It's nevertheless unfortunate that certain media elites just tend to bring out the worst in their listeners, on the left and the right.
Don't take my word for it.
Go here to see one representative exchange, just posted online, with a Mark Levin Facebook fan. I wrote her after she called me an idiot. She offered some civil criticism. We had an enjoyable back and forth, a productive debate, and by the end of the exchange, she was writing Mr. Levin a rather critical letter… and being insulted herself on his Facebook page for dissenting. I've included our unabridged correspondence except for her name (though I'm confident that any reader of our exchange will come away thinking she is a very reasonable person indeed).

Stored data entries
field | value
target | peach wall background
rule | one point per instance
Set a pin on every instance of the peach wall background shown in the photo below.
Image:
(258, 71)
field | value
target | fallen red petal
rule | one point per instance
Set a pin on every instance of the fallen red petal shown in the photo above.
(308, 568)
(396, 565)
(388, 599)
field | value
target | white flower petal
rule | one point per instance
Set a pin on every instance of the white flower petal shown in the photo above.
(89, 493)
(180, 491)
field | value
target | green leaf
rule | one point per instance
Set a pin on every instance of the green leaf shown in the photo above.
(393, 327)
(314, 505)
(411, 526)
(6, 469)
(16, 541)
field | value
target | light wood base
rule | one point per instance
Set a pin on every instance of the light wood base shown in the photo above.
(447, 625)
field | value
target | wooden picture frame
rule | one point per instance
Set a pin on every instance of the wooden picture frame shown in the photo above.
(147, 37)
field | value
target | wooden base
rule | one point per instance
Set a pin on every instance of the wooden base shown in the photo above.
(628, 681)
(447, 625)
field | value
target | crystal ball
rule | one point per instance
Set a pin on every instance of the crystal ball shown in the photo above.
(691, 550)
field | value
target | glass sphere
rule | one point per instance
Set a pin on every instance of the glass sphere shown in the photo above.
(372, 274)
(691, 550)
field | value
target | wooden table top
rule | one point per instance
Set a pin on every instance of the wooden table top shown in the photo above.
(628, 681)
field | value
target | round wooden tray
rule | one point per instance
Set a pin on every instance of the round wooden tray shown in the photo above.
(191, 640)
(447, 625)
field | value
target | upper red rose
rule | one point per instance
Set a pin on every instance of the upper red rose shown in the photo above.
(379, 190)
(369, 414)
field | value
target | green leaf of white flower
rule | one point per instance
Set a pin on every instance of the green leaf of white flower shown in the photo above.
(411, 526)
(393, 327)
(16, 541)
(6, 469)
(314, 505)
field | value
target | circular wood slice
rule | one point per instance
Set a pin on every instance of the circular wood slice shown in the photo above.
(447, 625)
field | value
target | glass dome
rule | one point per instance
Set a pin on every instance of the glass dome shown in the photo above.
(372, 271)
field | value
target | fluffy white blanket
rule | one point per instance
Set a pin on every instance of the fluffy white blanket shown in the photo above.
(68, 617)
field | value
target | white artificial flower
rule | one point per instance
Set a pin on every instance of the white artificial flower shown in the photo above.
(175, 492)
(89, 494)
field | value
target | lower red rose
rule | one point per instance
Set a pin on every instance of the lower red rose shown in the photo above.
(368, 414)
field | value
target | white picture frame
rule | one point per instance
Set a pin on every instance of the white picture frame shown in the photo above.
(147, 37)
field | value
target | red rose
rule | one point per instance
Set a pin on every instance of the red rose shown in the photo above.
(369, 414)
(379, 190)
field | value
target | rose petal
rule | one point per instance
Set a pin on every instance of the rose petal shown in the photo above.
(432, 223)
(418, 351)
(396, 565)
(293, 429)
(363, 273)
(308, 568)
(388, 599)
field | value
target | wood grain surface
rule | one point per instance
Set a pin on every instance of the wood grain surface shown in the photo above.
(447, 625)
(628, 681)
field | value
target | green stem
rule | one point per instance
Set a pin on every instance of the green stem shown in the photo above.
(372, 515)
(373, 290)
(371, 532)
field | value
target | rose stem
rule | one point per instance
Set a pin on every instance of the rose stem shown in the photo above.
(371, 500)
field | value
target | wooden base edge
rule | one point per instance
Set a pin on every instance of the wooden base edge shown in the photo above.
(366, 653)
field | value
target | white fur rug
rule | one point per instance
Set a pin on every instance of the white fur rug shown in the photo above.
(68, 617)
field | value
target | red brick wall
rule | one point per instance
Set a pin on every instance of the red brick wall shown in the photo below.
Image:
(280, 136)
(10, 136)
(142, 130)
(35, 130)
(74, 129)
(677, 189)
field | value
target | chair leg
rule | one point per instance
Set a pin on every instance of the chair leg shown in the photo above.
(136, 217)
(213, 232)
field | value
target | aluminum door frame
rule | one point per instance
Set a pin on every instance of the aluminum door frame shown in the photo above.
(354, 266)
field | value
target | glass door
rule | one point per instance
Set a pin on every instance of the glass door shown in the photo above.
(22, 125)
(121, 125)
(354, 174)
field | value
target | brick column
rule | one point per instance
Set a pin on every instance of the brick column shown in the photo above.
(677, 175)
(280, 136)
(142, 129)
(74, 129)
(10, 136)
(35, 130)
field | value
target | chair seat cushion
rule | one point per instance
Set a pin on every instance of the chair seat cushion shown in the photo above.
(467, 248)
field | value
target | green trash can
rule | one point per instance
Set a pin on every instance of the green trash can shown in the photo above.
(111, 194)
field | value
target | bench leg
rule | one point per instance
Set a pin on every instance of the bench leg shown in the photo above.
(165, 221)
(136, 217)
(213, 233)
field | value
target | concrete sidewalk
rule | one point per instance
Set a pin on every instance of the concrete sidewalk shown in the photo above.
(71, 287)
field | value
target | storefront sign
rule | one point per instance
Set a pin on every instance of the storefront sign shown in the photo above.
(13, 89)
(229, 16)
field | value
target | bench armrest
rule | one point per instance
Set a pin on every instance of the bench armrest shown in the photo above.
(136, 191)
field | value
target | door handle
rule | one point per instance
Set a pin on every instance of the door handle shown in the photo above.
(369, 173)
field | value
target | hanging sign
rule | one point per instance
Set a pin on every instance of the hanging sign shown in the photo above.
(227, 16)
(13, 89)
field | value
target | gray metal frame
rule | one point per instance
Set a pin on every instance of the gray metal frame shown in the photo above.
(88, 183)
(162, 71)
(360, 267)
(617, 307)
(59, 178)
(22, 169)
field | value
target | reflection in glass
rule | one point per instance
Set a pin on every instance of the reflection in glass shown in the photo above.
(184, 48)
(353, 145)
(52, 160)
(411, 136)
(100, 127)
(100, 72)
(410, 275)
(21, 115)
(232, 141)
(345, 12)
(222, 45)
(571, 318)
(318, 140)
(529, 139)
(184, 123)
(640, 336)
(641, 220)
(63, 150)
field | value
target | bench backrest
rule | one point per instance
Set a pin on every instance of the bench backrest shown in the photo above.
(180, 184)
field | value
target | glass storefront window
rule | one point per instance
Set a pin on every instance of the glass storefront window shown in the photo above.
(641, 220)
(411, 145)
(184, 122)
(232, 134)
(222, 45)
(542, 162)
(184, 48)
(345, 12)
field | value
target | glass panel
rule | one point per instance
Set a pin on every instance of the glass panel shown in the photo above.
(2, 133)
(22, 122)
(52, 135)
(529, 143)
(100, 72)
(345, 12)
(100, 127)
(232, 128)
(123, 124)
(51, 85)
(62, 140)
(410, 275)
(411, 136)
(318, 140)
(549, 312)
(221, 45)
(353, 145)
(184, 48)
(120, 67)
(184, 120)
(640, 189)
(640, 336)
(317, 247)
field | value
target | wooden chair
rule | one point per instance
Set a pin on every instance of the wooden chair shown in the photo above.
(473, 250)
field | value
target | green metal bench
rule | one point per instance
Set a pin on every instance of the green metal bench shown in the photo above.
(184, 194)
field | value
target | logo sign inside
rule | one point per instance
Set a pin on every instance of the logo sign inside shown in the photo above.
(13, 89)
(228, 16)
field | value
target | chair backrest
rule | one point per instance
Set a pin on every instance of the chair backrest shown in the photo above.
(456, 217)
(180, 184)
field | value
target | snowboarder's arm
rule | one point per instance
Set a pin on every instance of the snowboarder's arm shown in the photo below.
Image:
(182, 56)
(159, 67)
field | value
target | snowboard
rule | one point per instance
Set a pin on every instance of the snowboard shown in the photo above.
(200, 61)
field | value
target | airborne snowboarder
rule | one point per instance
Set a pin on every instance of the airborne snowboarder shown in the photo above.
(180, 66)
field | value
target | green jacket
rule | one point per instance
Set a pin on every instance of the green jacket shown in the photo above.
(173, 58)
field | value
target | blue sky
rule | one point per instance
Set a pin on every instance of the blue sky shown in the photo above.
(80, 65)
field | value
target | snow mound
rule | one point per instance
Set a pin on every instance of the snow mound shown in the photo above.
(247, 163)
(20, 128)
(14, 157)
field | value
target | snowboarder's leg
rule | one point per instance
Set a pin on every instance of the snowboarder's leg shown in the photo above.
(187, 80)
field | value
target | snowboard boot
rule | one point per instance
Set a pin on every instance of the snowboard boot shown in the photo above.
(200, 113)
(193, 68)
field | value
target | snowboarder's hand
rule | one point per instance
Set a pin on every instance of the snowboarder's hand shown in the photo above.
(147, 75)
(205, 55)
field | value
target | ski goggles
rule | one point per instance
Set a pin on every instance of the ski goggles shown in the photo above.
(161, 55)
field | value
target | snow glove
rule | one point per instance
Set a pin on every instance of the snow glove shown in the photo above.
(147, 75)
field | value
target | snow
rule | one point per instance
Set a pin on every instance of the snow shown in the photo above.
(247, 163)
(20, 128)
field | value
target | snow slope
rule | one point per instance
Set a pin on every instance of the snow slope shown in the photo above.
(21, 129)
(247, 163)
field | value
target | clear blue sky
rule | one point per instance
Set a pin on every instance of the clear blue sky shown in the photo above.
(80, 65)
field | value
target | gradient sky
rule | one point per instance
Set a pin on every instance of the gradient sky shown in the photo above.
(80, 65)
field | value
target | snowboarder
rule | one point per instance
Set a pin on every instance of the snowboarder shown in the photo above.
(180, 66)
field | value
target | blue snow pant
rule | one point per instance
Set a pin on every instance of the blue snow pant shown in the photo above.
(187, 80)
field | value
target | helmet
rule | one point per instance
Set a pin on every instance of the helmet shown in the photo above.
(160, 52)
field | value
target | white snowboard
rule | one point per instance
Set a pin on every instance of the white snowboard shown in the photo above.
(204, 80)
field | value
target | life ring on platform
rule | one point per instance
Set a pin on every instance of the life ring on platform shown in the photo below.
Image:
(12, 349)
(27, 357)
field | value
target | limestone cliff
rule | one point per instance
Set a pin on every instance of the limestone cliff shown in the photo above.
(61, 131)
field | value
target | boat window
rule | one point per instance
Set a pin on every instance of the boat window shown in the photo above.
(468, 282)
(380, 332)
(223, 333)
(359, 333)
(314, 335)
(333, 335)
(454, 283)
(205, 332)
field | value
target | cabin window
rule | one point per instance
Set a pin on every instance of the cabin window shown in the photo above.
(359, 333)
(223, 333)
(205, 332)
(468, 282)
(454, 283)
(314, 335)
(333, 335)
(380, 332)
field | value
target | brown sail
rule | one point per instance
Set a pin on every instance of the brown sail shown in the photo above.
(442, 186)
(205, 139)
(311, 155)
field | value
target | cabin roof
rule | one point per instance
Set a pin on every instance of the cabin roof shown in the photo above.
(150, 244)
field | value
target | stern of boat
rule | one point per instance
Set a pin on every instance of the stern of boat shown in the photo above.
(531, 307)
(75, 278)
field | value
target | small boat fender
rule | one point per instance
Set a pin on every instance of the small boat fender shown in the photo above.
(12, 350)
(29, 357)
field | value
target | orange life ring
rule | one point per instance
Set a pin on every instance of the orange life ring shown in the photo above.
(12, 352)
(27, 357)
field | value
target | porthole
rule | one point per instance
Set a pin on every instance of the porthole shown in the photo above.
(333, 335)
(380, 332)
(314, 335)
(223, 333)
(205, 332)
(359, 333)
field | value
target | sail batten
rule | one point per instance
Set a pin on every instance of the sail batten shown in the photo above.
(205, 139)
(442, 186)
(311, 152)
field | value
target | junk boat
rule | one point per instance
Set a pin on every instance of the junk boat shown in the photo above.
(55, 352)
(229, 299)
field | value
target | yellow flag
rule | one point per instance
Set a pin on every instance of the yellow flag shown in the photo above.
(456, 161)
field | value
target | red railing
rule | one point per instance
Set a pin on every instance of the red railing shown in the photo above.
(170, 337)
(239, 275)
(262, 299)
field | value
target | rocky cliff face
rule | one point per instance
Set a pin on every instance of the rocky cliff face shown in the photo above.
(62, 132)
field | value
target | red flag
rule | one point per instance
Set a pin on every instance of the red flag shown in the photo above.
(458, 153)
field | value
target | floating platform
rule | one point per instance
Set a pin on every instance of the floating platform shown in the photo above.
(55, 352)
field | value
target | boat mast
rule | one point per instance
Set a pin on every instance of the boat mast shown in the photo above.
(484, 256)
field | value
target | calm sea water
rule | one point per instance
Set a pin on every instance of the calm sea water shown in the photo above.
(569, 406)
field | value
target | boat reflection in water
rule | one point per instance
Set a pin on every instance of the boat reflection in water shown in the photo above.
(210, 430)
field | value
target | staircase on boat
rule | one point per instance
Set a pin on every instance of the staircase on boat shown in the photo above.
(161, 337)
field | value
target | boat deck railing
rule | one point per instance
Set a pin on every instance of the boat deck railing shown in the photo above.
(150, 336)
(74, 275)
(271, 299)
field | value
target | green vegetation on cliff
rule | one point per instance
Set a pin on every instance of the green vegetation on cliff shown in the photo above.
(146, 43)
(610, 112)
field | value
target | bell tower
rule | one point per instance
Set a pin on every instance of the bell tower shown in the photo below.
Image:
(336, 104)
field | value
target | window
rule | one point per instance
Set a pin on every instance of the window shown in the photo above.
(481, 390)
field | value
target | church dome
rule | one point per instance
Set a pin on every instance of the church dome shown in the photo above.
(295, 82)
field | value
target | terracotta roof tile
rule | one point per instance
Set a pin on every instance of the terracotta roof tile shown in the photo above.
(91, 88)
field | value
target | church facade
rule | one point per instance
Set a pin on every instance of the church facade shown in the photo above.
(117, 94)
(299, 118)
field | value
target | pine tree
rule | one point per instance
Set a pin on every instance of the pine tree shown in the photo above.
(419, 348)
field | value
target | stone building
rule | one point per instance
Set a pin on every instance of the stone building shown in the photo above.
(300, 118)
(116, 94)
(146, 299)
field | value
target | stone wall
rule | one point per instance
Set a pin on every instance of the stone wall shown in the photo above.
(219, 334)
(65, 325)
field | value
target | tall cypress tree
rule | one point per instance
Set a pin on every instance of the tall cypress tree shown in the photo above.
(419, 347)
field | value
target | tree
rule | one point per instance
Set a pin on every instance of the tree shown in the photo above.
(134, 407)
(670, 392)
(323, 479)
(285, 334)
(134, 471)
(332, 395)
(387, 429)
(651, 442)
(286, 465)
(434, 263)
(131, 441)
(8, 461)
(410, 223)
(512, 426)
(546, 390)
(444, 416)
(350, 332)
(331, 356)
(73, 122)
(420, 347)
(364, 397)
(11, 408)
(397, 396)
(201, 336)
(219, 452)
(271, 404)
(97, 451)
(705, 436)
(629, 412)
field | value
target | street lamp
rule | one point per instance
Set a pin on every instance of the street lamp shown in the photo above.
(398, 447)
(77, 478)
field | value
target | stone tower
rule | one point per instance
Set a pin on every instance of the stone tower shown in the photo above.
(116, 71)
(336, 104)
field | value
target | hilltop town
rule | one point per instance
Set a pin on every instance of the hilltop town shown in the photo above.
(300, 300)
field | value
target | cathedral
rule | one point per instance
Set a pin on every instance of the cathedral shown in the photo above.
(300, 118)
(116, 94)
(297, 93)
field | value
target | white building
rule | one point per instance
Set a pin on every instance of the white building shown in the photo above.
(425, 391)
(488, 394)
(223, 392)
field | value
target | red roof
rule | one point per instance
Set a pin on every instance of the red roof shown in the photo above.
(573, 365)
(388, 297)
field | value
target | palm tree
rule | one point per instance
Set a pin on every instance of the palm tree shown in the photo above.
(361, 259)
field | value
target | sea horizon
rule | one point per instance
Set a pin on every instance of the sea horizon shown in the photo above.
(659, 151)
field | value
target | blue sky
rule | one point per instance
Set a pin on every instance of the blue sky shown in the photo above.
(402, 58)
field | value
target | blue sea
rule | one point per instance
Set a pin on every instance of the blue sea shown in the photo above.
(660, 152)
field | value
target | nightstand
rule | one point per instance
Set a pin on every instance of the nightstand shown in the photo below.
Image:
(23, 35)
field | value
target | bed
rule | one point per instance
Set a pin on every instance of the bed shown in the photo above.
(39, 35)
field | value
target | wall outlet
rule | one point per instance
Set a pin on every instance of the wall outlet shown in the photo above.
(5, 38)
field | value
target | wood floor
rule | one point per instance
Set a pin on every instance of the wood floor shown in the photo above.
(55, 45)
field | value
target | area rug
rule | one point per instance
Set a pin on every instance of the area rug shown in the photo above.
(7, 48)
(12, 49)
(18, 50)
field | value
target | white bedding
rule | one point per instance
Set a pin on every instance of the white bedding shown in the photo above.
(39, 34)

## REQUESTS
a – Say whether each statement agrees with the passage on the Mark Levin fan exchange: (i) the writer wrote to the fan after she called the writer an idiot; (ii) the posted correspondence includes the fan's name; (iii) the fan was insulted on Mr. Levin's Facebook page for dissenting. Answer yes or no for each and quote the deciding words from the passage.
b – Gather every line of the rows that contains the string "stem", matching case exactly.
The passage and the rows are unrelated and should be treated as separate material.

## ANSWERS
a –
(i) Yes: "I wrote her after she called me an idiot."
(ii) No: "I've included our unabridged correspondence except for her name"
(iii) Yes: "being insulted herself on his Facebook page for dissenting"

b –
target | green stem
Set a pin on every instance of the green stem shown in the photo above.
target | rose stem
Set a pin on every instance of the rose stem shown in the photo above.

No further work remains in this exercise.